Exercise directions> Repeat the whole listing exactly as written.
════
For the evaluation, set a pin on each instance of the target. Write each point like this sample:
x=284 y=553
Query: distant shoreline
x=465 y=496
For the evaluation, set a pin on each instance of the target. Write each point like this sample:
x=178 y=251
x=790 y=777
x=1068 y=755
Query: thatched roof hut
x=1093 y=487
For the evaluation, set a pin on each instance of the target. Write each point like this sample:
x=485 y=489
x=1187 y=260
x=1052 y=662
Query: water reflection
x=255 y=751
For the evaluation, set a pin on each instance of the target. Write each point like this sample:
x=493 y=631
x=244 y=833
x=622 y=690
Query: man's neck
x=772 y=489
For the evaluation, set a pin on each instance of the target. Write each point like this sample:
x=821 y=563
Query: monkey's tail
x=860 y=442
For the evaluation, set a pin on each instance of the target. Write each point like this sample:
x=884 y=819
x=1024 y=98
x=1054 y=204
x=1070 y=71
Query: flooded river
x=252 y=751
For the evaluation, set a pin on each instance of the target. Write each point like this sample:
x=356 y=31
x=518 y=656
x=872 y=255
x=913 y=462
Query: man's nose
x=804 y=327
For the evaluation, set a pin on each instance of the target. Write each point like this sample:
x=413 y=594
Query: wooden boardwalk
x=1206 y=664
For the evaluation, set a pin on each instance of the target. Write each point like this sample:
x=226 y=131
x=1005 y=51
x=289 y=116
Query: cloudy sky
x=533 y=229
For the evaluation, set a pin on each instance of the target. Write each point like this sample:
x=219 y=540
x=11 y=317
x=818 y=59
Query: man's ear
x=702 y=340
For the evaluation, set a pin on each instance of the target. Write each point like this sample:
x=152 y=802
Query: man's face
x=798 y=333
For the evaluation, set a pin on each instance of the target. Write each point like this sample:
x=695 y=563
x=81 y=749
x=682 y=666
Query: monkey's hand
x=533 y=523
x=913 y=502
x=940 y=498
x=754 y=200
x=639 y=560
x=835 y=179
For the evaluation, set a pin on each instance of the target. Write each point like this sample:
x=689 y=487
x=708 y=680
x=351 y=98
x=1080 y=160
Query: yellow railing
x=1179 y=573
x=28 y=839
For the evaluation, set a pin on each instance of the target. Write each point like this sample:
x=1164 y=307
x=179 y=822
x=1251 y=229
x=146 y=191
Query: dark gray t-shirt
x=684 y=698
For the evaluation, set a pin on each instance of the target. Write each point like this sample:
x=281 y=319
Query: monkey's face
════
The reply>
For the evaluation, set a pin on each instance of the target. Write each point like this sample:
x=284 y=553
Query: distant shoreline
x=465 y=496
For the evaluation, set a pin on each instance of the target. Write each point like this sample:
x=178 y=251
x=790 y=777
x=1068 y=755
Query: thatched roof hut
x=1093 y=487
For the evaluation, set a pin on each instance of the target. Write each point like this sample:
x=485 y=489
x=1187 y=260
x=1052 y=662
Query: water reflection
x=255 y=751
For the evaluation, set a pin on each instance of the target. Write each point like this sample:
x=493 y=631
x=244 y=833
x=622 y=690
Query: man's neck
x=772 y=489
For the evaluation, set a pin on each instance of the target. Write each point like this sample:
x=821 y=563
Query: monkey's tail
x=860 y=442
For the evaluation, set a pin on each instance of the target. Write each point like this sample:
x=884 y=819
x=1024 y=98
x=1054 y=204
x=1070 y=71
Query: flooded river
x=252 y=751
For the evaluation, set a pin on each instance of the target. Write each point like this sample:
x=356 y=31
x=518 y=656
x=872 y=255
x=913 y=462
Query: man's nose
x=804 y=327
For the evaluation, set a pin on each instance of the target. Write each point like this sample:
x=413 y=594
Query: wooden boardwalk
x=1206 y=664
For the evaluation, set a pin on each instance of the target. Write each point like this sample:
x=226 y=131
x=1005 y=51
x=289 y=116
Query: cloudy sky
x=533 y=229
For the evaluation, set a pin on each instance of the target. Write each point like this sample:
x=219 y=540
x=11 y=317
x=818 y=59
Query: man's ear
x=702 y=340
For the evaluation, set a pin on each instance of the target. Write each point like this sample:
x=152 y=802
Query: man's face
x=798 y=333
For the evaluation, set a pin on each instance of the target. Write each point like this sample:
x=695 y=563
x=81 y=749
x=682 y=666
Query: monkey's hand
x=533 y=523
x=913 y=502
x=940 y=498
x=754 y=200
x=639 y=560
x=835 y=179
For the evaluation, set a pin on each instance of the target. Write each point like this sample:
x=689 y=487
x=708 y=680
x=351 y=98
x=1080 y=160
Query: yellow railing
x=1179 y=573
x=28 y=839
For the evaluation, set a pin on each instance of the target. Write each point like this sample:
x=1164 y=307
x=179 y=822
x=1251 y=229
x=146 y=191
Query: dark gray t-shirt
x=684 y=698
For the evaluation, set a pin on each instance of the target. Write each point like this sample:
x=281 y=319
Query: monkey's face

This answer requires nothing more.